問題と課題 –
1. HPVとがんについての記事から、「医学誌インターナショナル・ジ」で始まり「女性に感染させることが多い。」で終わる部分を、そのまま引用してください。
2. HPVとがんについての記事の最後の文のあとに、文章を書き足して続けてください。
---------- 元の文章 ----------
医学誌インターナショナル・ジャーナル・オブ・キャンサーが14日発表した研究結果により、膣がんの60%および肛門がんの80%はヒトパピロマウイルス(HPV)への感染が関係しているということがわかり、米疾病対策センター(CDC)は11歳と12歳の少年少女にHPVワクチンの接種を勧めている。
HPVは性交により感染し、子宮頸がんの原因となることで知られ、これまで女性だけが予防措置を講じるよう推奨されてきたが、CDCはこのほど、感染を防ぐため11歳と12歳の少年少女にも3回のワクチン接種が必要だと発表した。HPVは、男性が肛門がんや陰茎がんにかかる危険性を高め、自覚症状がない間に性交を持った複数の女性に感染させることが多い。
---------- 以下のデータ ----------
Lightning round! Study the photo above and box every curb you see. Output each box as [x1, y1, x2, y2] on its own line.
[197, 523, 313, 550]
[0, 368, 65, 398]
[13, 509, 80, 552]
----------
練習の答え –
1.
医学誌インターナショナル・ジャーナル・オブ・キャンサーが14日発表した研究結果により、膣がんの60%および肛門がんの80%はヒトパピロマウイルス(HPV)への感染が関係しているということがわかり、米疾病対策センター(CDC)は11歳と12歳の少年少女にHPVワクチンの接種を勧めている。
HPVは性交により感染し、子宮頸がんの原因となることで知られ、これまで女性だけが予防措置を講じるよう推奨されてきたが、CDCはこのほど、感染を防ぐため11歳と12歳の少年少女にも3回のワクチン接種が必要だと発表した。HPVは、男性が肛門がんや陰茎がんにかかる危険性を高め、自覚症状がない間に性交を持った複数の女性に感染させることが多い。

2.
CDCが全米で2万565人の十代の少女を対象に実施した調査によると、53%が最低1回のHPVワクチンの接種を受けていが、そのうち、ヒスパニックが69%と最も高く、接種率が最も低かったのは、白人地域および黒人地域に暮らす少女たちだった。同研究の第一著者を務めたハンツマンがん研究所の研究員でユタ州立大学看護大学の准教授であるディーナ・ケプカ博士は、ヒスパニックのワクチン接種率が高い原因を「ヒスパニックの多く住む地域での子宮頸がんの感染率が高いため」と説明した。
米食品医薬品局(FDA)は昨年、9種類のタイプのHPVウイルスに効果がある、改良されたワクチンを承認している。